Find "of the silver" in the material below, then copy that line and every subsequent line to the end, exactly.

### Provided entries ###

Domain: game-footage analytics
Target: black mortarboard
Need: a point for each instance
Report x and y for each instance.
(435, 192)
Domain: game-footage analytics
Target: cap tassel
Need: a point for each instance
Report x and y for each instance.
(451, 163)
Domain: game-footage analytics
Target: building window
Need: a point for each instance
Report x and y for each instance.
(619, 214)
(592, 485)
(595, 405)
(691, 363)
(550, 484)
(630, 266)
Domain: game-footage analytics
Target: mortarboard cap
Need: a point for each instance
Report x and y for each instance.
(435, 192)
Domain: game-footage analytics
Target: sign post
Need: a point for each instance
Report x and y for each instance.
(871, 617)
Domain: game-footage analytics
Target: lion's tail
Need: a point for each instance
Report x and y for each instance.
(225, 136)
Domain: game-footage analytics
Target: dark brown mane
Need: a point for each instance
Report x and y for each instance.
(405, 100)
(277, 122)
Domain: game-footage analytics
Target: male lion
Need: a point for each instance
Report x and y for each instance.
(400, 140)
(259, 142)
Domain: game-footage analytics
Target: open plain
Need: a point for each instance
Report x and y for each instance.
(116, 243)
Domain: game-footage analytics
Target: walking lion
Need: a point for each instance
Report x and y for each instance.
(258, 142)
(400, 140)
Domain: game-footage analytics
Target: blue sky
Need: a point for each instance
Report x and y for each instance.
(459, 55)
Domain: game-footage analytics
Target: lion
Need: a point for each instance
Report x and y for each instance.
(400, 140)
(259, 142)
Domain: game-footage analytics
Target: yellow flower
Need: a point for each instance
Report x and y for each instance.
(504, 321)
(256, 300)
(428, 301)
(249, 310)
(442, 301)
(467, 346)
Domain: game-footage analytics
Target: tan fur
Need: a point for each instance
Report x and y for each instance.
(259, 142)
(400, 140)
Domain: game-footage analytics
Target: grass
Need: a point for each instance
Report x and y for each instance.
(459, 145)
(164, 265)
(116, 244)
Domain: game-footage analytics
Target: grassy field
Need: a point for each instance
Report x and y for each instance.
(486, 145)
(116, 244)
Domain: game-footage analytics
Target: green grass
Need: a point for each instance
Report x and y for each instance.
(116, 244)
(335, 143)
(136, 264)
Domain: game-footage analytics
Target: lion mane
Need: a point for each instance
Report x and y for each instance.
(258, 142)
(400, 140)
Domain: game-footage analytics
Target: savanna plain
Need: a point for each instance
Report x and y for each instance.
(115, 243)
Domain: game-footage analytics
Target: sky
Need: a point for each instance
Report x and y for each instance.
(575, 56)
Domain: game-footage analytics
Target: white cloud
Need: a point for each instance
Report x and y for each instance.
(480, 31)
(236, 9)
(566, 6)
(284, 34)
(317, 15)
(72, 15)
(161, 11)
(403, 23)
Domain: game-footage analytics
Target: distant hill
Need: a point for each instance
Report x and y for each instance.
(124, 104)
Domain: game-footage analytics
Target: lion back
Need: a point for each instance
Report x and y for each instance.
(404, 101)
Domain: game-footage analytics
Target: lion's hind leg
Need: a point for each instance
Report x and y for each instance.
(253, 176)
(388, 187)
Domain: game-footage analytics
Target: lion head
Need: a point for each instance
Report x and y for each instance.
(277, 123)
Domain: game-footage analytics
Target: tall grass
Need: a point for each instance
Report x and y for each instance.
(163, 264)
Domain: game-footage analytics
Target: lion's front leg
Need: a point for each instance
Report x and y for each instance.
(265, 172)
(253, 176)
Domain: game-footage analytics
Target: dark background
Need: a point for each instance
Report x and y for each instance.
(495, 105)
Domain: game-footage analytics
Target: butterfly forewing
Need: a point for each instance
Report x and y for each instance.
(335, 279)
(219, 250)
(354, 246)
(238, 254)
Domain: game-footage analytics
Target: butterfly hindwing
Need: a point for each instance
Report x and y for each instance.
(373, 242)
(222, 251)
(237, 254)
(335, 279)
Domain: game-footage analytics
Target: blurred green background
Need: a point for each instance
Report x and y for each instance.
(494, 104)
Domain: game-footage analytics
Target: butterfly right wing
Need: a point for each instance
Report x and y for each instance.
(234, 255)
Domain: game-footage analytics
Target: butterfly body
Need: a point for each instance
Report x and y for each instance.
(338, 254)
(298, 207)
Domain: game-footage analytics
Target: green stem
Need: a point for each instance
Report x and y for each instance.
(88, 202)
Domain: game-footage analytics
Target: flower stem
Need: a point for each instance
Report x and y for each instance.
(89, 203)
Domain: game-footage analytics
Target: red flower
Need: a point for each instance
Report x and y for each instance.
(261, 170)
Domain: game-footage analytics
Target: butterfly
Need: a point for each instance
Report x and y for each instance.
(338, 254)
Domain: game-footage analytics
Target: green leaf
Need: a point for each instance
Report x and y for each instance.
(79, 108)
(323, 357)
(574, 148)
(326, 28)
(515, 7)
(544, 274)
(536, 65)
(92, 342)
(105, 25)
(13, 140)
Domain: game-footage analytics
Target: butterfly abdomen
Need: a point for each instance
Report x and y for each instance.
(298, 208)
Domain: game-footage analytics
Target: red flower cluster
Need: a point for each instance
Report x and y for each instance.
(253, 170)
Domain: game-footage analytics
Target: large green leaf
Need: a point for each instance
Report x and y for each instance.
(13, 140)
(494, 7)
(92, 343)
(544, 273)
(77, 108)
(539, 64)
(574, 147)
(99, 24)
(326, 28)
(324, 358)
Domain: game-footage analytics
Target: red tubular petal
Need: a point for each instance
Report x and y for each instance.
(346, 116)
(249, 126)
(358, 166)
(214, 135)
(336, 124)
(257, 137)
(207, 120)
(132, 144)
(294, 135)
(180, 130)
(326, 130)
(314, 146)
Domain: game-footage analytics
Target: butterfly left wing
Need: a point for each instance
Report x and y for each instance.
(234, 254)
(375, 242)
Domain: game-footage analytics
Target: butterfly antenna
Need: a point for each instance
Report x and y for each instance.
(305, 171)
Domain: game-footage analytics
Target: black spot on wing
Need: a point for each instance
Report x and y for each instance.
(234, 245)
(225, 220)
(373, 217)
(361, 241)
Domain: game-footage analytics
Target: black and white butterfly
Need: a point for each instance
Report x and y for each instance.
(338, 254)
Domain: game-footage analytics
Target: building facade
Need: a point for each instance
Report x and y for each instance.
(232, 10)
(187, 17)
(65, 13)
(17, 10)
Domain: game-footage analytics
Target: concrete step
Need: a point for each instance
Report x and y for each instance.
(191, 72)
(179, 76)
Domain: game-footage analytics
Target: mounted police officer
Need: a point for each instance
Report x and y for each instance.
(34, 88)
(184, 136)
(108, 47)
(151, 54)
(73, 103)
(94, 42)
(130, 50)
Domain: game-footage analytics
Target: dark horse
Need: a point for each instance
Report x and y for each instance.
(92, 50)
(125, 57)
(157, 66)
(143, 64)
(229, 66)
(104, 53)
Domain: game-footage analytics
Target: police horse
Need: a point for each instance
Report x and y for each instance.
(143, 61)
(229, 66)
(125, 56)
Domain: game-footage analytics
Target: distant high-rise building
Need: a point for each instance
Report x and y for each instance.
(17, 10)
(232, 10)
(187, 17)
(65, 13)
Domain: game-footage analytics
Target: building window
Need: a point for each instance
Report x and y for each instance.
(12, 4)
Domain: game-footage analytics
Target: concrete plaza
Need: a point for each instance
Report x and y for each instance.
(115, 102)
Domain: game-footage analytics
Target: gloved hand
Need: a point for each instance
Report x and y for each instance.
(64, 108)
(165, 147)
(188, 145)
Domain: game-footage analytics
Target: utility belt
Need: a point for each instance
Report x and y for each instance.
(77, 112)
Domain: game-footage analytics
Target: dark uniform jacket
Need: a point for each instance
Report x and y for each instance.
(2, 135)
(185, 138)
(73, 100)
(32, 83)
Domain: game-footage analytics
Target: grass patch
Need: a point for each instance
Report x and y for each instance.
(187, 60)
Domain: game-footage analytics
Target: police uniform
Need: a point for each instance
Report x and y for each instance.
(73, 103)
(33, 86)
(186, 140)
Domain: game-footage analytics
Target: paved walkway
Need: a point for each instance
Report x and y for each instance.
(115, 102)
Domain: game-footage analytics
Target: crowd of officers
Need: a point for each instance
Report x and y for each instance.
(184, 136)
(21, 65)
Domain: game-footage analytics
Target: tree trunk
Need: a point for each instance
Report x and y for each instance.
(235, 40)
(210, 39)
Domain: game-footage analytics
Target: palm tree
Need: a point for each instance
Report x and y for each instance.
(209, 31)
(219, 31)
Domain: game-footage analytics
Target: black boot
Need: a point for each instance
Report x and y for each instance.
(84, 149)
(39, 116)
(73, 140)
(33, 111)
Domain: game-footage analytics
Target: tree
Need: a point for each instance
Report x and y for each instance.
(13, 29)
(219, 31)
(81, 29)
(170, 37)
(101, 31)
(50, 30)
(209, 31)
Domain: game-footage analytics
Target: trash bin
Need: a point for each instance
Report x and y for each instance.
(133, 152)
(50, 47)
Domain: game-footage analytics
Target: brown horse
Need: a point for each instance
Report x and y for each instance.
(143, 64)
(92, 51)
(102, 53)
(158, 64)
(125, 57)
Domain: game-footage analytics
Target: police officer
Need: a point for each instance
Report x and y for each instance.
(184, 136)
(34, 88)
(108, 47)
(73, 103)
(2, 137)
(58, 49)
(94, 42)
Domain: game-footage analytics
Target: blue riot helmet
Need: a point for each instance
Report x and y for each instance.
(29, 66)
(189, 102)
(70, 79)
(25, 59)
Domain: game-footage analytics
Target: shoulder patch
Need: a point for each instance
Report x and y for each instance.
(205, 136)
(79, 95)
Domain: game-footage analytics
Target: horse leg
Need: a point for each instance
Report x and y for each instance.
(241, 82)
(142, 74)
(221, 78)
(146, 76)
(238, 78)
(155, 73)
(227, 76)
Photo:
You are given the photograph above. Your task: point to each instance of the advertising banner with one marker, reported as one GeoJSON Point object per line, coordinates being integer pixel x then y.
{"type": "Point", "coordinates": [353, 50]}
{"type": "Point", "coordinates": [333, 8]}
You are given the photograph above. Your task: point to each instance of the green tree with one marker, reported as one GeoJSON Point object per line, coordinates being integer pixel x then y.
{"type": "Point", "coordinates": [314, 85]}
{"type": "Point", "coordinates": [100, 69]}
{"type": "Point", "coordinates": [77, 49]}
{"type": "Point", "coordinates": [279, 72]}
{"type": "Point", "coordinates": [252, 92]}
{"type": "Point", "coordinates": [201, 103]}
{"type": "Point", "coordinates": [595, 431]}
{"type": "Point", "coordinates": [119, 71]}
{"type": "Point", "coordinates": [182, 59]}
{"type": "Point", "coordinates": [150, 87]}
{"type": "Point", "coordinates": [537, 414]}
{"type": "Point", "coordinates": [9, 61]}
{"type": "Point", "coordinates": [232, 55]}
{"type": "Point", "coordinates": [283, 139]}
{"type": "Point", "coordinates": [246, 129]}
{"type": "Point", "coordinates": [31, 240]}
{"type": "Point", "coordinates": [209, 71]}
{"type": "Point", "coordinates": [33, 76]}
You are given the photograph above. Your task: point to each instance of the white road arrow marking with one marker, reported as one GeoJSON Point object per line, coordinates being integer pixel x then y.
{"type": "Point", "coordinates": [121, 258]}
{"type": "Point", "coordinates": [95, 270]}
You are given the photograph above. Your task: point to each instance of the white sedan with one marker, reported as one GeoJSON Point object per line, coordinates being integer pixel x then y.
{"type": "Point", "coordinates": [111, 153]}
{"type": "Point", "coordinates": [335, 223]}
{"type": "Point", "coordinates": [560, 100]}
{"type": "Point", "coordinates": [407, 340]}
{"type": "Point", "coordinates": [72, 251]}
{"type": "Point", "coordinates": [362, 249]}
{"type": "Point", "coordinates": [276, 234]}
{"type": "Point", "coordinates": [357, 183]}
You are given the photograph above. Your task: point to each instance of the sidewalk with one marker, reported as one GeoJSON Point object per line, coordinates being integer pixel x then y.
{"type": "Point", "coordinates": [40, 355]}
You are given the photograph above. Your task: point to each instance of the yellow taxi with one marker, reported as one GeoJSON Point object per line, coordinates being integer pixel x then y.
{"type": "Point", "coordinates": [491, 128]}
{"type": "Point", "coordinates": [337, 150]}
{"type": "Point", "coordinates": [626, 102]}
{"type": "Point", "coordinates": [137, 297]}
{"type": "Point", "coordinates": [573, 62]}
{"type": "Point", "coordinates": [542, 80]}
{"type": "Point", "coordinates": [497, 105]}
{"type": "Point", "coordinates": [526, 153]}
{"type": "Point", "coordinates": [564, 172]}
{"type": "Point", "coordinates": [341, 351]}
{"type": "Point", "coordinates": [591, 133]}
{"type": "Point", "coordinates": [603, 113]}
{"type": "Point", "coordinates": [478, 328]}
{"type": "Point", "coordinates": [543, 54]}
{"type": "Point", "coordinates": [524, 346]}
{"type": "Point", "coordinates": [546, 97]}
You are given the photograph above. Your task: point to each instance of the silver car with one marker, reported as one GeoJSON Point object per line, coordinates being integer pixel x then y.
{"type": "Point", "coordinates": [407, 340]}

###

**Task response:**
You are given the photograph above. Your task: point to each instance of the silver car with one marker, reported as one GeoJSON Point object per line, coordinates being integer pixel x then y.
{"type": "Point", "coordinates": [407, 340]}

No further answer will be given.